LIST OF TASKS
1. In the passage about food in Morecambe and the Forest of Bowland, why does the writer call the contest between the Inn at Whitewell and the Parker's Arms a dead heat? Answer in one to three sentences.
2. Carry on the passage about food in Morecambe and the Forest of Bowland from where it stops.
— Start of SUPPLIED TEXT —
Morecambe, just a few miles away, also has plenty in both those categories: a broad beach with fast tides and quicksands, and more tat and tack along the seafront than you could shake a Kiss-Me-Quick hat at. The lettered sticks of rock are tacky in both senses, with their messages of Lousy Lover, Plonker and Tosser; but the afternoon tea at the Midland Hotel is a classic, tiered cake stand and all.
For food to get excited about, however, back in the Forest of Bowland it was a dead heat between Coogan's choice, the Inn at Whitewell, and the Parker's Arms. The view from the inn's dining room, over a gently burbling river and rolling pasture where sheep, rabbits and ducks were bathed in soft mellow light, was the perfect accompaniment to excellent home-made chicken pate, potted crab and fish pie, and sticky toffee pudding: English food at its very best.
But at the Parker's Arms at Newton, the tasting menu had 11 — count them — pretty and interesting dishes coming to the table in a long and jolly lunchtime. Friendly and funny, Kathy and Stosie proudly presented such locally-sourced delights as mushroom parfait, vodka-cured salmon, smoked trout caught half a mile away, unexpectedly delicate black pudding sausage rolls, a 70 per cent Valrhona chocolate indulgence and, finally, Wet Nellie, which wasn't wet, and tasted of Christmas.
— End of SUPPLIED TEXT —
— Start of GIVEN MATERIAL —
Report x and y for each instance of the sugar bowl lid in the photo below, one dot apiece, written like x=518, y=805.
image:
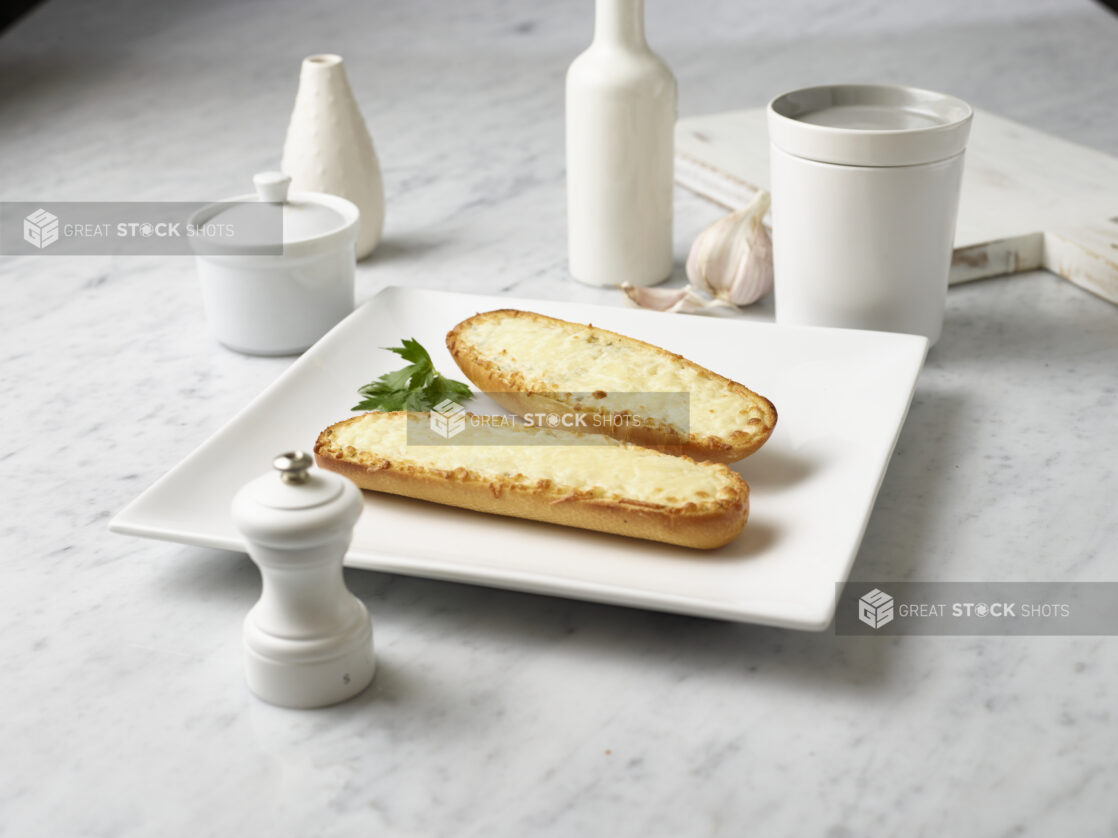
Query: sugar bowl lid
x=274, y=220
— End of GIVEN MATERIAL —
RESPONSES TO THE EXERCISE
1. Both places served food worth getting excited about. The Inn at Whitewell paired a view over a river and pasture with excellent home-made dishes the writer calls English food at its very best. The Parker's Arms offered an 11-dish tasting menu of locally sourced dishes, presented proudly by friendly and funny hosts over a long, jolly lunch.

2.
They thoroughly deserve their awards, and Coogan and Brydon made a big mistake in not coming here too.
Perhaps I'll mention that to Steve, next time we share a bed.
IF YOU GO
Getting there: Emirates flies from Auckland to Manchester, via Dubai. Lancaster is an hour's drive north of Manchester.
Staying there: Stay in the Forest of Bowland at the Inn at Whitewell or the Parker's Arms at Newton and in Lancaster at The Ashton.
More information: See forestofbowland.com and visitbritain.com.
At the movies: The Trip To Spain, the third installment of Rob Brydon and Steve Coogan's road movies, premieres in New Zealand on August 17.